* begin RECORDS FOR THE EXERCISE *

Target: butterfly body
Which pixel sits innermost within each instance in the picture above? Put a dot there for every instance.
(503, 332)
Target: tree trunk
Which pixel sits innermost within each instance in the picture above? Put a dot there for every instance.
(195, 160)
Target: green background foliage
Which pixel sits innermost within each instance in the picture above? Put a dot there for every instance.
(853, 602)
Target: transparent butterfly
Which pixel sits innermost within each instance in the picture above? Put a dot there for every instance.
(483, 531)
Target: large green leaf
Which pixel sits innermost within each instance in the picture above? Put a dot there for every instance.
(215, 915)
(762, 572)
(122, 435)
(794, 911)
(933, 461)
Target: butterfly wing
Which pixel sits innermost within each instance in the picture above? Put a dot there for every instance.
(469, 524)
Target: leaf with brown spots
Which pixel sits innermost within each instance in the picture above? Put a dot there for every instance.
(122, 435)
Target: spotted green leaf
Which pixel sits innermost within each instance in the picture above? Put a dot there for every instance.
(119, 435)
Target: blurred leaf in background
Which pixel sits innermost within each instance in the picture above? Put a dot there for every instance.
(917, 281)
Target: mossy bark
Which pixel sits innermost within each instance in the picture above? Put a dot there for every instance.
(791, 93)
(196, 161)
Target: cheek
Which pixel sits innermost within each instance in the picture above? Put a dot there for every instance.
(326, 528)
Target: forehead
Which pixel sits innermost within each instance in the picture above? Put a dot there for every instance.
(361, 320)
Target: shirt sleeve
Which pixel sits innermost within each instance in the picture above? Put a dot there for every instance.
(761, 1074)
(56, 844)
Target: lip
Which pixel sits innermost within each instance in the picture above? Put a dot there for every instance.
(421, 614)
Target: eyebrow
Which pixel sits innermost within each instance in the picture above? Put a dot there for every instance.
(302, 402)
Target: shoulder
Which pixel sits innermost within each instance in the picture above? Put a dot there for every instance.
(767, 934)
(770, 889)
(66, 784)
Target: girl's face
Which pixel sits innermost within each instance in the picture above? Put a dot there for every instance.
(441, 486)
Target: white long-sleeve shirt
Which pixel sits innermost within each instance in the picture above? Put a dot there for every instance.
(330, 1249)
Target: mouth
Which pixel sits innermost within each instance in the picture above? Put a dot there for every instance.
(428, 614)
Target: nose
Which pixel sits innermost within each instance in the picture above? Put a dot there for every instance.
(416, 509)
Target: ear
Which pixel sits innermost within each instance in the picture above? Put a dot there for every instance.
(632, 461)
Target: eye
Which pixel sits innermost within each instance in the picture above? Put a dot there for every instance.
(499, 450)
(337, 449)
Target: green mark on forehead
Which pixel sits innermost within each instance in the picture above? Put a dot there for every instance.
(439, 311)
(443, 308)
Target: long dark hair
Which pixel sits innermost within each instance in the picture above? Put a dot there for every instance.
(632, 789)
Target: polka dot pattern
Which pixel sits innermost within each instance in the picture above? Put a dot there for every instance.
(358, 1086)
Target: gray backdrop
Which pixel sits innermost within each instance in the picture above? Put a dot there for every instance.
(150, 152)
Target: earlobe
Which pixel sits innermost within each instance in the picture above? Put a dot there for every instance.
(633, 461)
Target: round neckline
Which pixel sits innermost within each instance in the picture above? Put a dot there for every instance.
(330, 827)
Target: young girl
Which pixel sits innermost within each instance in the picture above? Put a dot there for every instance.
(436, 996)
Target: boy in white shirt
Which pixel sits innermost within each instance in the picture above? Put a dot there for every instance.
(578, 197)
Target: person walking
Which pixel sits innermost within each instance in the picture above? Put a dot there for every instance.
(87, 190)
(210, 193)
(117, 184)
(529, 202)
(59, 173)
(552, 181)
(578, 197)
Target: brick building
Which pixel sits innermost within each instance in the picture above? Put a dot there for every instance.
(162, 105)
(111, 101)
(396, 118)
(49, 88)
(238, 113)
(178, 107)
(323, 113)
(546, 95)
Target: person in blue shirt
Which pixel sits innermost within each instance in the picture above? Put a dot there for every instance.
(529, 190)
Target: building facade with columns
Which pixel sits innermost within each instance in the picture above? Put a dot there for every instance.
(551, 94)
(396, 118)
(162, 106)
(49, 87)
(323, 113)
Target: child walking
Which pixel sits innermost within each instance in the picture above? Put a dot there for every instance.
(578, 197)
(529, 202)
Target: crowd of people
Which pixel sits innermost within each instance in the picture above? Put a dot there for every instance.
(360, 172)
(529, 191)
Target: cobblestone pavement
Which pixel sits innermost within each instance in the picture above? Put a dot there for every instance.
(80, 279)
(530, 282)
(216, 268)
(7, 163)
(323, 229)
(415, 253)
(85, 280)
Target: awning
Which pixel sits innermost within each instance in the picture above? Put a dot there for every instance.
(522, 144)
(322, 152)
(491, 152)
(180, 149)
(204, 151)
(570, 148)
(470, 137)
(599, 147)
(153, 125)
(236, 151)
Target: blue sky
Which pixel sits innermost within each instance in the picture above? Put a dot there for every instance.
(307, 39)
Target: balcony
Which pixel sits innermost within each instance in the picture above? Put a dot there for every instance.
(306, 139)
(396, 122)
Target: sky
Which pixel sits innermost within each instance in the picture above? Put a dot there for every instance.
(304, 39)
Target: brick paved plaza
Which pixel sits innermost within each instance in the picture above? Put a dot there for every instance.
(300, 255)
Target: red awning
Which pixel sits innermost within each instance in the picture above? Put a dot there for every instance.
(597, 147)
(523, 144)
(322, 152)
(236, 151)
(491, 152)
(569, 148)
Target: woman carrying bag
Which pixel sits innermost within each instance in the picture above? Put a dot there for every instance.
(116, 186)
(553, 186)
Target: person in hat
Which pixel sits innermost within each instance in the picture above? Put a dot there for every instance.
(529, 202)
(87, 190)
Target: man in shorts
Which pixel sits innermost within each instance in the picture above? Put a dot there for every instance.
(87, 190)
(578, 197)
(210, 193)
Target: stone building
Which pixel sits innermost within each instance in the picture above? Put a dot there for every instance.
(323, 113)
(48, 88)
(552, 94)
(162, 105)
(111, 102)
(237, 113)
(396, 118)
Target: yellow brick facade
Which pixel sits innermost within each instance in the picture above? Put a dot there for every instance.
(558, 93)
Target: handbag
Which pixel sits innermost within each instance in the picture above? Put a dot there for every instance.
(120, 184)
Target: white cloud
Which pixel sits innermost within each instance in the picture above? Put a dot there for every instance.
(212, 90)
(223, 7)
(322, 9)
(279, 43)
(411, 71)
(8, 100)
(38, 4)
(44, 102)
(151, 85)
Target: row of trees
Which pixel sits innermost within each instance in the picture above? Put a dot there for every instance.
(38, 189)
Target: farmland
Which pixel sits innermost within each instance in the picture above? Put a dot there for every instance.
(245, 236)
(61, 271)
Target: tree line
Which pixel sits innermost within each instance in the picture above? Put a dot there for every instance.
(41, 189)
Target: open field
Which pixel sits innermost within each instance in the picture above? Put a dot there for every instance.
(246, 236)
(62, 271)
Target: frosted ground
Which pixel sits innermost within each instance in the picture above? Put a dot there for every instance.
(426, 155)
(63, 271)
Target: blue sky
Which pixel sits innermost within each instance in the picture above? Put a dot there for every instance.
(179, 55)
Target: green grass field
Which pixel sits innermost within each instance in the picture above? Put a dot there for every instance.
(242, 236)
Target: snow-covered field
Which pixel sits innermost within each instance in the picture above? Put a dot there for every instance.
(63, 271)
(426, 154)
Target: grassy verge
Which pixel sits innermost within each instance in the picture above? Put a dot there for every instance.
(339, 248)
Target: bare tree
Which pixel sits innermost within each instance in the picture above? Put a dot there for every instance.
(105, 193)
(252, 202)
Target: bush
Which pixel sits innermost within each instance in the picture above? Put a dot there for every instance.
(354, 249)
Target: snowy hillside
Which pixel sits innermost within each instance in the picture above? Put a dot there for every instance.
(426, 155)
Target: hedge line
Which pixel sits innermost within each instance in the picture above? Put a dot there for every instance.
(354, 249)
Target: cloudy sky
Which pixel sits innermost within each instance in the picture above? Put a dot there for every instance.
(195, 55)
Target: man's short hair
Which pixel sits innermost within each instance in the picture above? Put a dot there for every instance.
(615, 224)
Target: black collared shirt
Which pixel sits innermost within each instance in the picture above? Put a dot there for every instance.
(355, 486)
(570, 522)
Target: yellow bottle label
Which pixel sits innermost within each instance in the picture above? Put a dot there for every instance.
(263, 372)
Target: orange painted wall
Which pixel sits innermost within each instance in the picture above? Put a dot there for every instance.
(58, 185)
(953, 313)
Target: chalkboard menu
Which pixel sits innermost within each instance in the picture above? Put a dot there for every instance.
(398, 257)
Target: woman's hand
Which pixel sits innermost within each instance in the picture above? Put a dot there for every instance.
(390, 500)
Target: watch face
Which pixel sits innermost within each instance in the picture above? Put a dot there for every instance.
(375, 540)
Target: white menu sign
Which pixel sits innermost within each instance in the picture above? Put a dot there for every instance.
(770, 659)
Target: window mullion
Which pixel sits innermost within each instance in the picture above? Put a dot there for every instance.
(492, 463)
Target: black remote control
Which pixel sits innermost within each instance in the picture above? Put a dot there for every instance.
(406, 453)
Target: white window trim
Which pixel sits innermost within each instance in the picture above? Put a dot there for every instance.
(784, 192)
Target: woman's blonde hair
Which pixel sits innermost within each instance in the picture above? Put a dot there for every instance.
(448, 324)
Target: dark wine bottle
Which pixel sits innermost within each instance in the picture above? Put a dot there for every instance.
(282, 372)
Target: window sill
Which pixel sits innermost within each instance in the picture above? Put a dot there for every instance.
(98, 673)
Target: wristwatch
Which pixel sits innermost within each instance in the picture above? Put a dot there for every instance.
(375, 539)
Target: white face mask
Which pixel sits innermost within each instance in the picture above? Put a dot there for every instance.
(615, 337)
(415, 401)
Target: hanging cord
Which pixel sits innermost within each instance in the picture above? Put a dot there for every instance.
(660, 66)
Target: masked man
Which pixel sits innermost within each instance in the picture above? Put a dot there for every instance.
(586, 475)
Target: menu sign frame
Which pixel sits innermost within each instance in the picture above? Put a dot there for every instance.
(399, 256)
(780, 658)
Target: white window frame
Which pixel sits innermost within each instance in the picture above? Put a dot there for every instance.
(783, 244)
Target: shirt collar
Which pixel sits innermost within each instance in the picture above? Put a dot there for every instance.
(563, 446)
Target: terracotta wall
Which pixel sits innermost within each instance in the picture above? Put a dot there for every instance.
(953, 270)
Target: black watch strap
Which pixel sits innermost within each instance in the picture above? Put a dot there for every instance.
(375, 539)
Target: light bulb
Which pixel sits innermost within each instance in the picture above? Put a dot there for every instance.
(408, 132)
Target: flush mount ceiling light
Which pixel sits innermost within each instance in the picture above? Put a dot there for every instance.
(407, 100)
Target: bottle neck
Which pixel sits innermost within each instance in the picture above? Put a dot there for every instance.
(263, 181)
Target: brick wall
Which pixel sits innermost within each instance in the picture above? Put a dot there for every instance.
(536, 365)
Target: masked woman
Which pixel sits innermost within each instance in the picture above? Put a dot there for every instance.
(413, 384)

* end RECORDS FOR THE EXERCISE *

Your task is to write out the lines from the one with "Target: terracotta wall" through the end of the records, exactly and with nothing added.

ANSWER BELOW:
Target: terracotta wall
Which pixel sits innermost within each instance in the picture above? Put a dot there for every instance.
(953, 270)
Target: black watch strap
Which pixel sits innermost within each instance in the picture above? Put a dot there for every instance.
(375, 539)
Target: light bulb
Which pixel sits innermost within each instance in the picture above? Put a dot there for every instance.
(408, 132)
Target: flush mount ceiling light
Which pixel sits innermost within each instance in the picture above? Put a dot there for every instance.
(407, 100)
Target: bottle neck
Which pixel sits innermost within each instance in the picture above? Put a dot there for every instance.
(263, 181)
Target: brick wall
Which pixel sits innermost within each instance in the picture above? Put a dot there for every instance.
(536, 365)
Target: masked woman
Which pixel sits innermost within each instance in the picture above? Put a dot there for every instance.
(413, 384)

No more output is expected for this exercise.